— begin —
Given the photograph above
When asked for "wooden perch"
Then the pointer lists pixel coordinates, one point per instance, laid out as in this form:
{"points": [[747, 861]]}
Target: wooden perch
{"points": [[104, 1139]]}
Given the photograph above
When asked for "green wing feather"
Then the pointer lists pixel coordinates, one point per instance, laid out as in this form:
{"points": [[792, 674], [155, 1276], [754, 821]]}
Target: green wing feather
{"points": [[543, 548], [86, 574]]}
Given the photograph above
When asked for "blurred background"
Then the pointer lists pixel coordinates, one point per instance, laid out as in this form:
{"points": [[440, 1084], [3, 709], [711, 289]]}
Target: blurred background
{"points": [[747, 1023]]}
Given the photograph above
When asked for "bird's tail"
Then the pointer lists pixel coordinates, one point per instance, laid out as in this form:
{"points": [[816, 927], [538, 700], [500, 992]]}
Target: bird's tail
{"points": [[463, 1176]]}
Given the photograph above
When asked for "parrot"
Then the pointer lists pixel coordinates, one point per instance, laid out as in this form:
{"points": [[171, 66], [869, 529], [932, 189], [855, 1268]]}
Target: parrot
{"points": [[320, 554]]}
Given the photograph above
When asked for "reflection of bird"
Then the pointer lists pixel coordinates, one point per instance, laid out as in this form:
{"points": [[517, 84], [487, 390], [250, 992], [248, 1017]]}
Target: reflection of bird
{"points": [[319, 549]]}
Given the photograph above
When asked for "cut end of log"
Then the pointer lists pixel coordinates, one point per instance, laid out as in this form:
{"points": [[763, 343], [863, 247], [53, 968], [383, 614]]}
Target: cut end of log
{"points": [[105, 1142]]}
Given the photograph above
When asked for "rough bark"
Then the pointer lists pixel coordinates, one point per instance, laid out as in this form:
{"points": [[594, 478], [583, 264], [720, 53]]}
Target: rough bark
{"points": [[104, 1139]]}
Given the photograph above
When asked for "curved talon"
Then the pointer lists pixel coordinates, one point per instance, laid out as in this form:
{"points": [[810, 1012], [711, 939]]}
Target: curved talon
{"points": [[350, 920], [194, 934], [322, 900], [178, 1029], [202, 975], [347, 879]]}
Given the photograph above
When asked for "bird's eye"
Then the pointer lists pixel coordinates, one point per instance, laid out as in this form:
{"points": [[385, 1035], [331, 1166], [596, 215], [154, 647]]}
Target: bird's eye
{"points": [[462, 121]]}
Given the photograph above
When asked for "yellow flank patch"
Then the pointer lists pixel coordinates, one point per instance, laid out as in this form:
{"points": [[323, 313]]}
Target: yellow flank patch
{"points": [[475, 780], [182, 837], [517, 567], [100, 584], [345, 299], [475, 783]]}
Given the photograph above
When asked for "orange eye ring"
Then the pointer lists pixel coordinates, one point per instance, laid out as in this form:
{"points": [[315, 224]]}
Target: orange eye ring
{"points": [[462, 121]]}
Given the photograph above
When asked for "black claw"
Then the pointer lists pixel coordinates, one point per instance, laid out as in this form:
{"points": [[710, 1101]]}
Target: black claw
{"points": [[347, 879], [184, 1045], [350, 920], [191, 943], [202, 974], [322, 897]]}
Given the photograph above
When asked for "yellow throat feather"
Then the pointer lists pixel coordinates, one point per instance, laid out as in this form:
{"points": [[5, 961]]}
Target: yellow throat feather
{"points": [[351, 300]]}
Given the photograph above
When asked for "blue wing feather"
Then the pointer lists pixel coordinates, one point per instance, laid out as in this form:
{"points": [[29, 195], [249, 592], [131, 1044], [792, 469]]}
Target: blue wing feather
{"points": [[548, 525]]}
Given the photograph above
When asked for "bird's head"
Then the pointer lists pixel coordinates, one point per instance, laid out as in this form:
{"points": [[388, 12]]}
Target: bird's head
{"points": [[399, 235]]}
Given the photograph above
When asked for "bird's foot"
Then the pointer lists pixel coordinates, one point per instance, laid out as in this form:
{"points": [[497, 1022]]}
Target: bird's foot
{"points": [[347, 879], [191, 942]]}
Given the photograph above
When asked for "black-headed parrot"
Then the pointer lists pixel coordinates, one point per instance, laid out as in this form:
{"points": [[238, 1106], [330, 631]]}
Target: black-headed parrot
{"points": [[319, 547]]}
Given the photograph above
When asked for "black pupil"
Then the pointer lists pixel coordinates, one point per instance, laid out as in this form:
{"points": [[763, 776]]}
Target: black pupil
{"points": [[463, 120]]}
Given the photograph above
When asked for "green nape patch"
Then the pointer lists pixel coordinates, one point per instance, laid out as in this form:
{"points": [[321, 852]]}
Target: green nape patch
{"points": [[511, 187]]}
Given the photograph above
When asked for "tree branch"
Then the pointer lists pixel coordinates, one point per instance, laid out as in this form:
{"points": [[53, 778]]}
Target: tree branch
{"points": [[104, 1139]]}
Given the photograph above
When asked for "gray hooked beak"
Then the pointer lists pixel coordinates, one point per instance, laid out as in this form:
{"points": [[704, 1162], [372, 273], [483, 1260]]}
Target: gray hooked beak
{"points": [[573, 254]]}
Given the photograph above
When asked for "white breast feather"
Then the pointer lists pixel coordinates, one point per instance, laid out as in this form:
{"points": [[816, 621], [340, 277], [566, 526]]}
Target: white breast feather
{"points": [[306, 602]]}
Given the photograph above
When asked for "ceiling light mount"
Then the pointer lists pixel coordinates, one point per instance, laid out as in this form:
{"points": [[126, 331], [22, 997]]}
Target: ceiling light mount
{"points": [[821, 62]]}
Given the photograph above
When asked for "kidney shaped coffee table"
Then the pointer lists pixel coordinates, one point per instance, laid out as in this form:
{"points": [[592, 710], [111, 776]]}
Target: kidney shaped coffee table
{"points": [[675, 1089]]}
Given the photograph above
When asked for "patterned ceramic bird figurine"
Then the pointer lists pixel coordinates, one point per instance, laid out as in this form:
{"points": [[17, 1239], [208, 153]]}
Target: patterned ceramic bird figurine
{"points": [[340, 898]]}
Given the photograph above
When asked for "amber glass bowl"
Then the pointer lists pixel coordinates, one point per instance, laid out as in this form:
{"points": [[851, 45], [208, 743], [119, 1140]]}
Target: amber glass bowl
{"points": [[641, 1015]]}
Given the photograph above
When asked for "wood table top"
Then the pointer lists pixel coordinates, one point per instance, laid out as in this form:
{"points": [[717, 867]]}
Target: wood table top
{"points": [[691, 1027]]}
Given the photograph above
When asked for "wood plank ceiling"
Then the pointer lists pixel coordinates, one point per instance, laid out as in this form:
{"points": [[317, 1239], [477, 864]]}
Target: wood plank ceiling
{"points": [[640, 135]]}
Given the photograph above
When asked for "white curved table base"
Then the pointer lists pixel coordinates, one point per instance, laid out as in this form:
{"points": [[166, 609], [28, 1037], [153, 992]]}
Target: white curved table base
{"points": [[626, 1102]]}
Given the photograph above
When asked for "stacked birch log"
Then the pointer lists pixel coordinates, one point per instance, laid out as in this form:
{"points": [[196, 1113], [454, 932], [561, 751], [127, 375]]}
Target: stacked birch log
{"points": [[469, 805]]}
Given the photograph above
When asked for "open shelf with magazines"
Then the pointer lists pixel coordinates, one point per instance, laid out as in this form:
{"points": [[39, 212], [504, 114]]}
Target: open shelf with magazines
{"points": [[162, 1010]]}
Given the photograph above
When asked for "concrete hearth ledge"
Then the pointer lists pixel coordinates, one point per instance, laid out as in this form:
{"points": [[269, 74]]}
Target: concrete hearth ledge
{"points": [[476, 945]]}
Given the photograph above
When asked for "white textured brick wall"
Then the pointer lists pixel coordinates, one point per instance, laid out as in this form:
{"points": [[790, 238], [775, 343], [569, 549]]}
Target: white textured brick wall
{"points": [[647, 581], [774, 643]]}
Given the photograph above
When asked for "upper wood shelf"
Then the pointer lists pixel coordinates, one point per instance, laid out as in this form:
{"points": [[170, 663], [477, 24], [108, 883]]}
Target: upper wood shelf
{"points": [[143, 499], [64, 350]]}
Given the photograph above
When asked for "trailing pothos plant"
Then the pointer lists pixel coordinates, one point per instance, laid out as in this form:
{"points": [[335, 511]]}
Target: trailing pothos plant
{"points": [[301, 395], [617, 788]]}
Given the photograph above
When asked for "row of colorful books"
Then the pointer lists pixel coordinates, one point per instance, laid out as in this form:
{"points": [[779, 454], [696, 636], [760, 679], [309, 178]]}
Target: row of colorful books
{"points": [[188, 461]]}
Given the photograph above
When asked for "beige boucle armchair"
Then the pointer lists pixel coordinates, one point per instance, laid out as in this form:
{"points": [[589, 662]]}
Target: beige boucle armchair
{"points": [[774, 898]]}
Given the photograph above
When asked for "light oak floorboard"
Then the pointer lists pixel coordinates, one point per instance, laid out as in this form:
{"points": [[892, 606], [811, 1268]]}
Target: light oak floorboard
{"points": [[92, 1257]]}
— end —
[EXERCISE DETAILS] List every line of the rows above that contains the word "birch", copying each line in full. Case counts.

[COMPLETE RESPONSE]
When asked for "stacked birch log"
Target: stacked birch log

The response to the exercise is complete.